--- Data records ---

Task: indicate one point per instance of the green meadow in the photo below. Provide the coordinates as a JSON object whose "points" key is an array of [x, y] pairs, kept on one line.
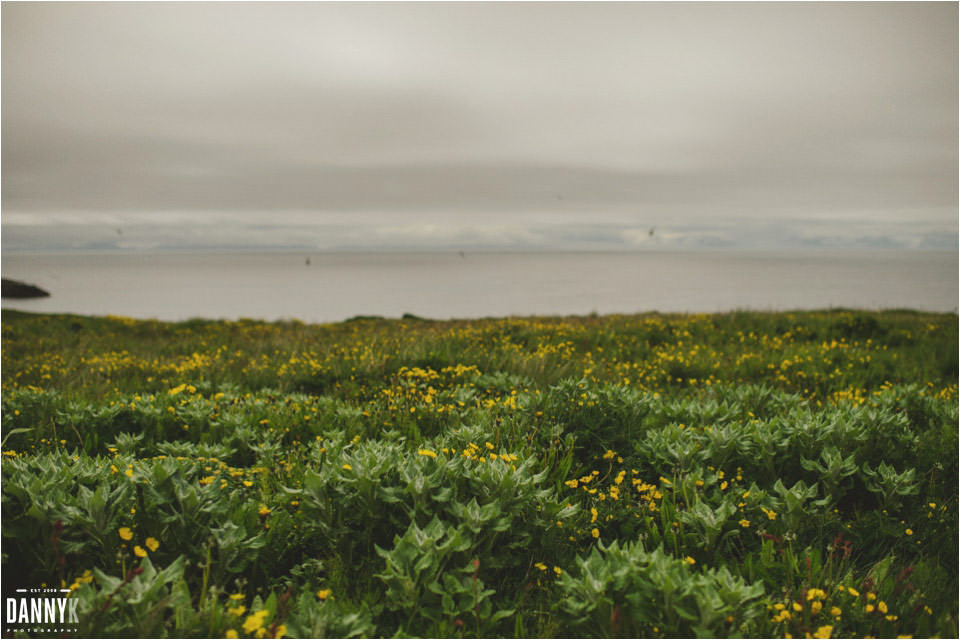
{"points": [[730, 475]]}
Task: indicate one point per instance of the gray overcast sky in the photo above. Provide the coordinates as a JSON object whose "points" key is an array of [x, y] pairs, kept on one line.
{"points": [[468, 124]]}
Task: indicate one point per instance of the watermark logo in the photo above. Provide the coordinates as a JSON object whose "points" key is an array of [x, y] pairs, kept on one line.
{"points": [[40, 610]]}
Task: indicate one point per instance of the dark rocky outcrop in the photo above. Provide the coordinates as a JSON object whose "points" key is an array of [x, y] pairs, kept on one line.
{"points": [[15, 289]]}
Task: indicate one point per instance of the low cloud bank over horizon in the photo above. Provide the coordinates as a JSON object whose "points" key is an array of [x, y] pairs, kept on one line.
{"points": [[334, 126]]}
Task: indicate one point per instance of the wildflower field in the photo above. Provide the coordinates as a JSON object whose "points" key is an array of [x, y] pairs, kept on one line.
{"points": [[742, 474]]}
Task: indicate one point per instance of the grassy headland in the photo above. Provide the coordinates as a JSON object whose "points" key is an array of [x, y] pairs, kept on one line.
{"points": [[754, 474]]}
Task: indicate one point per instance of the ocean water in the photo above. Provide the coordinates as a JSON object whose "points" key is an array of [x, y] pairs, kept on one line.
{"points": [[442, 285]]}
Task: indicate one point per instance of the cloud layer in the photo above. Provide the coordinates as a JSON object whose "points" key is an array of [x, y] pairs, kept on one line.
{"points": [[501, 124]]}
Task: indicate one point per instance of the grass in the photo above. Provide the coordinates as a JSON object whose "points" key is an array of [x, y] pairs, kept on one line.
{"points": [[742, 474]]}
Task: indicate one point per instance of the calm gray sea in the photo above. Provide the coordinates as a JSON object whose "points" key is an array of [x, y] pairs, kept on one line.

---

- **Aim of the exercise**
Copy out, exactly as given, the line containing "Task: indicate one point per instance of the cloud" together with every line after it in the material.

- **Answer space**
Task: indicate one point per instance of the cloud layer in the photo above. Provide the coordinates as a JSON object whose "points" key is an array of [x, y] pairs, kept on one line.
{"points": [[501, 124]]}
Task: indicate one point per instance of the grass in the photo above. Provide the coordinates as a JSON object whose "points" key is an array of [x, y] pairs, kept on one line.
{"points": [[742, 474]]}
Task: indicate one point per instance of the calm gray sea in the photo above. Provide the coordinates as a JSON object whose "points" key is an array of [x, y] pairs, kept on one line.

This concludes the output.